TASK DESCRIPTION: Write out the listing below from the line containing "of the support" to its last line, unaltered, ends included.

DATASET EXTRACT:
───
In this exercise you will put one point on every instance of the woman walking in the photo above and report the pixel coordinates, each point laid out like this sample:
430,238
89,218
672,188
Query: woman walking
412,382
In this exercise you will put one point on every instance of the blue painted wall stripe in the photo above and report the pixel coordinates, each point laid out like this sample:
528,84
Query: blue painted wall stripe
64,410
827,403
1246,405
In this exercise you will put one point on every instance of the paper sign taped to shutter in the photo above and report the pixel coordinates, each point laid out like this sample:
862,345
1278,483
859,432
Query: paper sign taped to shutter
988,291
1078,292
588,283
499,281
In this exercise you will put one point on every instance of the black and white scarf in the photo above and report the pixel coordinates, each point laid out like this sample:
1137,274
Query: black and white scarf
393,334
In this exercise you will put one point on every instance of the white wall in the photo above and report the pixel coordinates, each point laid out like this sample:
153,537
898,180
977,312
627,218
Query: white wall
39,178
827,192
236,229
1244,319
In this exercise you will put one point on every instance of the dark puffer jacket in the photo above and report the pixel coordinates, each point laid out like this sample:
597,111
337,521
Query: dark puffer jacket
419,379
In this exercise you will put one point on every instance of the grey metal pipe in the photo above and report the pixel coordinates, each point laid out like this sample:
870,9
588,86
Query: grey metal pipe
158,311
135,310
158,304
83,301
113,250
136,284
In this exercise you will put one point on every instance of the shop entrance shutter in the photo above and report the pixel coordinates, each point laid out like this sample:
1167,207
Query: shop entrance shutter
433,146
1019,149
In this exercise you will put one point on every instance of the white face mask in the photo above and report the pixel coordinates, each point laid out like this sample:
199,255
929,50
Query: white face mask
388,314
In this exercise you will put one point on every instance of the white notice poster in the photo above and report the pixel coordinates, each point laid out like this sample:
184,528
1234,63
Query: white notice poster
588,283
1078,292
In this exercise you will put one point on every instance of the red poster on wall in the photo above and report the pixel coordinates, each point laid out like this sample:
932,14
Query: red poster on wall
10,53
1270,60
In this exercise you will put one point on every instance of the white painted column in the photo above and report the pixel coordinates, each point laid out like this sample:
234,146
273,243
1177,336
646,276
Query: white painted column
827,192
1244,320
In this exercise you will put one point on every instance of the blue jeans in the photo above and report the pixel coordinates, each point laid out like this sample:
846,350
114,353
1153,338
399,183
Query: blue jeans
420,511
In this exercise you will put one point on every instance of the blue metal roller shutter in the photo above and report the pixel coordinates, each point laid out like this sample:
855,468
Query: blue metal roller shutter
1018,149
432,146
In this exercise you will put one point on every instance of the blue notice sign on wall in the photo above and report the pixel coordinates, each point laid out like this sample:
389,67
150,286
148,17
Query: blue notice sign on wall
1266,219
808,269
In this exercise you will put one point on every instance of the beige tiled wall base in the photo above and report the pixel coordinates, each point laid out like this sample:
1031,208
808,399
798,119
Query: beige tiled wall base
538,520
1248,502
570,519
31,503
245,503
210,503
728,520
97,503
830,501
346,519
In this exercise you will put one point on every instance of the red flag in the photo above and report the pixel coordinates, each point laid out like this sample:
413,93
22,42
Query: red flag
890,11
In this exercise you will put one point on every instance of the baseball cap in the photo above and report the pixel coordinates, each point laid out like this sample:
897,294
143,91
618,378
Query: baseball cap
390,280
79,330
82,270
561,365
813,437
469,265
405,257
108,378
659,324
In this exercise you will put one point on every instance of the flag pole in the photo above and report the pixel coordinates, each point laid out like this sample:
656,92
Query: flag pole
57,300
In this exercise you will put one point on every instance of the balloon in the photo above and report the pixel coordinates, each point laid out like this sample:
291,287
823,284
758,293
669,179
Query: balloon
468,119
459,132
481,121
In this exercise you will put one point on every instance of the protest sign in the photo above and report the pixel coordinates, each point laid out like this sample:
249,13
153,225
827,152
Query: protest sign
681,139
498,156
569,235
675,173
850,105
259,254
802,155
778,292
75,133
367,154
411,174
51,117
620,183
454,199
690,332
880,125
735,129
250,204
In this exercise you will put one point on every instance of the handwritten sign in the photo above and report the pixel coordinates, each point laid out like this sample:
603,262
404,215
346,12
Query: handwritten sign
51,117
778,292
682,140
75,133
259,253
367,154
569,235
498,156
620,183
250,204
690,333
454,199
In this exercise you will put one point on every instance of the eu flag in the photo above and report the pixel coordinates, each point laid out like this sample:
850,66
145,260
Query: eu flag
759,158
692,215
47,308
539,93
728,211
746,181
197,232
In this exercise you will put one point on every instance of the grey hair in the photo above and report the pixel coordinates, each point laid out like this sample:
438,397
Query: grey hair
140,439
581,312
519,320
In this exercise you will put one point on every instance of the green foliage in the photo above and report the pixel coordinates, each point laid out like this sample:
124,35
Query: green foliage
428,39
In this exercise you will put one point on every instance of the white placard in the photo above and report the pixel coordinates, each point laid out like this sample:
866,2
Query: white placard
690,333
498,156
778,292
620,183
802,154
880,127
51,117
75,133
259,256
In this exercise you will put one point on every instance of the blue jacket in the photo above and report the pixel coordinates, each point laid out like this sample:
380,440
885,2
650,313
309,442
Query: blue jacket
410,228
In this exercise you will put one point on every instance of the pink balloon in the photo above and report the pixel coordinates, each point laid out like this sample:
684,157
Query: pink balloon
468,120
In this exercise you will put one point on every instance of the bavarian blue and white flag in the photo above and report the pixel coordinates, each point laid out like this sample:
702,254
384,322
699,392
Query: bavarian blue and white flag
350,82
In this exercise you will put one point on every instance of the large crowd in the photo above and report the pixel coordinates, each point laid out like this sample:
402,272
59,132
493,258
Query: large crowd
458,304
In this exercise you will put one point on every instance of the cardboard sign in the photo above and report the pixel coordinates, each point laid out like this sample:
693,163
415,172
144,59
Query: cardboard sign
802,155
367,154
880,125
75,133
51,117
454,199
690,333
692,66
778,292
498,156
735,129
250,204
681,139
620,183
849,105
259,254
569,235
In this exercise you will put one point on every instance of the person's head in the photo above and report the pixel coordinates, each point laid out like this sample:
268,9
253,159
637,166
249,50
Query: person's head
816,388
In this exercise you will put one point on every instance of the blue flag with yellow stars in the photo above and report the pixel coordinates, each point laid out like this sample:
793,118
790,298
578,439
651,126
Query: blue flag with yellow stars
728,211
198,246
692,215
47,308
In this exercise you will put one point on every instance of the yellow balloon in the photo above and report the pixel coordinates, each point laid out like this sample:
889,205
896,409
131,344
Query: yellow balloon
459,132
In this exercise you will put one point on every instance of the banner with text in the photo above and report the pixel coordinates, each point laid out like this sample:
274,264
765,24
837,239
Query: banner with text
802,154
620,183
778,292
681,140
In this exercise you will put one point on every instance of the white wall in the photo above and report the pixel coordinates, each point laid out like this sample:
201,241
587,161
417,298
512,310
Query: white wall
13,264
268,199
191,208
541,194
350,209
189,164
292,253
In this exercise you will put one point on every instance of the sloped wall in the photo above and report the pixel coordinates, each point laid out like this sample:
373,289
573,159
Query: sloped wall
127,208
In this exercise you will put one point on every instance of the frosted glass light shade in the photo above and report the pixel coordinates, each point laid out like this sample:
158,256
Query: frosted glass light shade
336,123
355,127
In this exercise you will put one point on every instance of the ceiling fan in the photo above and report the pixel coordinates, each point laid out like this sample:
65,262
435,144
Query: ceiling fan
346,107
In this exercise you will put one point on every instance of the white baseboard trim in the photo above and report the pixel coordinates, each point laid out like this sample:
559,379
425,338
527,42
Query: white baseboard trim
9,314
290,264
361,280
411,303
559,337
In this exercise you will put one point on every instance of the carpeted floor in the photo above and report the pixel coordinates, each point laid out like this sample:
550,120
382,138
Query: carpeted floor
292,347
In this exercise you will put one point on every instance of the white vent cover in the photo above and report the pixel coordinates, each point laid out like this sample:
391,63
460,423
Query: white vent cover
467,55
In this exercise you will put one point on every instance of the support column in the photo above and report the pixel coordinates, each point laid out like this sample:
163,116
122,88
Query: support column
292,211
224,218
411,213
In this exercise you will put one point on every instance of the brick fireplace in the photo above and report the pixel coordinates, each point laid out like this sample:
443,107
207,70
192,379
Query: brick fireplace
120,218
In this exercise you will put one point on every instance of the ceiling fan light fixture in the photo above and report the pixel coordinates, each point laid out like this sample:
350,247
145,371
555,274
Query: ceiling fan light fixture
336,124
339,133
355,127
───
FINAL RESULT:
In this exercise you will put one point on every instance of the support column in the photo above and report the pixel coordinates, each point laid out like this sample:
163,116
122,88
Query: support column
292,211
224,218
411,213
In this exercise you will put one point on every instance of the brick fireplace in the photo above and report the pixel coordinates, each point laid out like this sample:
443,107
207,70
192,379
Query: brick fireplace
120,218
In this exercise you will put one point on every instance of the ceiling fan light fixture in the photo above and report the pixel coordinates, each point laid out like this sample:
350,247
145,371
555,274
Query: ceiling fan light fixture
336,124
339,133
355,127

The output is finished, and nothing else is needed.